EX-99.H.II.E 7 dex99hiie.htm FIDELITY DISTRIBUTORS CORPORATION Fidelity Distributors Corporation

Exhibit (h).ii.e

Rule 22c-2 Shareholder Information Agreement

Related to Variable Insurance Products

SHAREHOLDER INFORMATION AGREEMENT entered into as of April 5, 2007 by and between the Fidelity Distributors Corporation and Massachusetts Mutual Life Insurance Company, MML Bay State Life Insurance Company and C.M. Life Insurance Company on behalf of an insurance company separate account. (collectively, the “Company”) with an effective date of October 16, 2007.

WHEREAS, the Company and the Underwriter and each Fund have entered into one or more participation agreements regarding the purchase and redemption of shares of the Fund by the Company on behalf of its separate accounts for the benefit of the holders of interests in variable annuity or variable life insurance contracts issued by the Company; and

WHEREAS, the Company, and Underwriter desire to enter into a shareholder information agreement to comply with the provisions of SEC Rule 22c-2 under the Investment Company Act of 1940 and for other purposes;

NOW, THEREFORE, in consideration of their mutual promises, the Company and the Underwriter agree as follows:

1. Agreement to Comply with Policies. Company represents and warrants that it will comply with its policies and procedures designed to prevent excessive trading as approved by the Fund, or will comply with the Fund’s policies and procedures regarding excessive trading as set forth in the Fund’s prospectus.

--- RAW DATA ---
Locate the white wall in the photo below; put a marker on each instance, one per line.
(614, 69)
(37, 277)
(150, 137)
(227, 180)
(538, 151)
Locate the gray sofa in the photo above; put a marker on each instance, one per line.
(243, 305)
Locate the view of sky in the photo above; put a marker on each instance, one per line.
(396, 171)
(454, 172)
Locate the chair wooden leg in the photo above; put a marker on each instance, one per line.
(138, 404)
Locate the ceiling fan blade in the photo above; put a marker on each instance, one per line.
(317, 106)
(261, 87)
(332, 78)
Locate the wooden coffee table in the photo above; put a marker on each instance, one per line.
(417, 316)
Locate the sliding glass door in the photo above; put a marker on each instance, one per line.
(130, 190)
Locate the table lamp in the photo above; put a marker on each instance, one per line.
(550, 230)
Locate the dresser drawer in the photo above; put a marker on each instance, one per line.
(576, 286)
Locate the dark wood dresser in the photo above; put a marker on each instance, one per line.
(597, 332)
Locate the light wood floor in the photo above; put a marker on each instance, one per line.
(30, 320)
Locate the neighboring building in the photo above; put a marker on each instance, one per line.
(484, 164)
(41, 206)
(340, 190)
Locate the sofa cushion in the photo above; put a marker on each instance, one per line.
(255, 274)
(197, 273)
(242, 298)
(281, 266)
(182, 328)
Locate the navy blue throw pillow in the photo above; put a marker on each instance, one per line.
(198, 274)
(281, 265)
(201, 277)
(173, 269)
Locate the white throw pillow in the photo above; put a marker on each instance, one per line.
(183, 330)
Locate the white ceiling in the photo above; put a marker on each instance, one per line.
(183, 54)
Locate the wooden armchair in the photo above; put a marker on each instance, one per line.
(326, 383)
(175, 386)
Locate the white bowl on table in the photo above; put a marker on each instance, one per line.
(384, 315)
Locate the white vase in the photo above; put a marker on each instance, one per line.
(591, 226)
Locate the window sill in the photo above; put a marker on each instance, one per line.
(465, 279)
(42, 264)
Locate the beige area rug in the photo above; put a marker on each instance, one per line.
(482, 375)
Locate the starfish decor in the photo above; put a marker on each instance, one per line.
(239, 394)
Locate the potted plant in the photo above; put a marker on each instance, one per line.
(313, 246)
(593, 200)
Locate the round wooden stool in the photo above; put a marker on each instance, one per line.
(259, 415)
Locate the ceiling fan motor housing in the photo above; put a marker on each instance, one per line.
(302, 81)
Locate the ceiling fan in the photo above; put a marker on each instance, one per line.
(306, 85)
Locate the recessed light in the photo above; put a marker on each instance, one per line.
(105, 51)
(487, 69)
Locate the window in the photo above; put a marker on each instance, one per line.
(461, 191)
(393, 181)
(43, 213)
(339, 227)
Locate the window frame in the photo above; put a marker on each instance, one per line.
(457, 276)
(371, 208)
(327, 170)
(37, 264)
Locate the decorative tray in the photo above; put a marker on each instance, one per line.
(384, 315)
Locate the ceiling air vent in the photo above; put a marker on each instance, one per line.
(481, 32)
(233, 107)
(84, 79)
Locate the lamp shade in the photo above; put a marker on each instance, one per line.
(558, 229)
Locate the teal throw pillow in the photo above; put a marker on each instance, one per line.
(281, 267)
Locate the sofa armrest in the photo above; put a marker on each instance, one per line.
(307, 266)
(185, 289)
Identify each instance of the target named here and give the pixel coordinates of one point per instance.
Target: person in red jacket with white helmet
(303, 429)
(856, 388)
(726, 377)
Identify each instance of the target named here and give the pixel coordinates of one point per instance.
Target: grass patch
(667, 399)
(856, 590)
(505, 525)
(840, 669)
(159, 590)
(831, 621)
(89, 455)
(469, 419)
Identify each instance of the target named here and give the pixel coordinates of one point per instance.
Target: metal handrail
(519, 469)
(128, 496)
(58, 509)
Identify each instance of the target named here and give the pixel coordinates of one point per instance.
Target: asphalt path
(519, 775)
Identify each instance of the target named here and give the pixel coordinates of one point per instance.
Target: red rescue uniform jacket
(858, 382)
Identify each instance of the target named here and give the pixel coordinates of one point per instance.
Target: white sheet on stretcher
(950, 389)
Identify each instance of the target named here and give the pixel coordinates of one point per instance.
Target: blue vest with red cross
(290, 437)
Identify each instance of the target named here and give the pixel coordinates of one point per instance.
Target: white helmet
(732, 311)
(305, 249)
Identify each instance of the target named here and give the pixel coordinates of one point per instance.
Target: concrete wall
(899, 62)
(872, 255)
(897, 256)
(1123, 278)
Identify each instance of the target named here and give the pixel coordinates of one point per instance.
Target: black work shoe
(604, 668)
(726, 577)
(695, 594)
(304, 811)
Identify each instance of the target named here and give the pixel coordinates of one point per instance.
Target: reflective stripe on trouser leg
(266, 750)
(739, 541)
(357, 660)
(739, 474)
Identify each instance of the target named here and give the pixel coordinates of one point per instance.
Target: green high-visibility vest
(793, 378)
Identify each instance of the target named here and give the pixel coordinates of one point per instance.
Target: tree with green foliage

--- INSTRUCTIONS ---
- 1) Name each insurance company that the shareholder information agreement groups together as the "Company."
- 2) Answer these questions from the shareholder information agreement:
(a) On what date was the agreement entered into?
(b) Which rule, under which act, do the parties intend the agreement to comply with?
(c) What type of trading are the policies and procedures in section 1 designed to prevent?

--- THE RESULTS ---
- 1)
Massachusetts Mutual Life Insurance Company
MML Bay State Life Insurance Company
C.M. Life Insurance Company

- 2)
(a) April 5, 2007
(b) SEC Rule 22c-2 under the Investment Company Act of 1940
(c) Excessive trading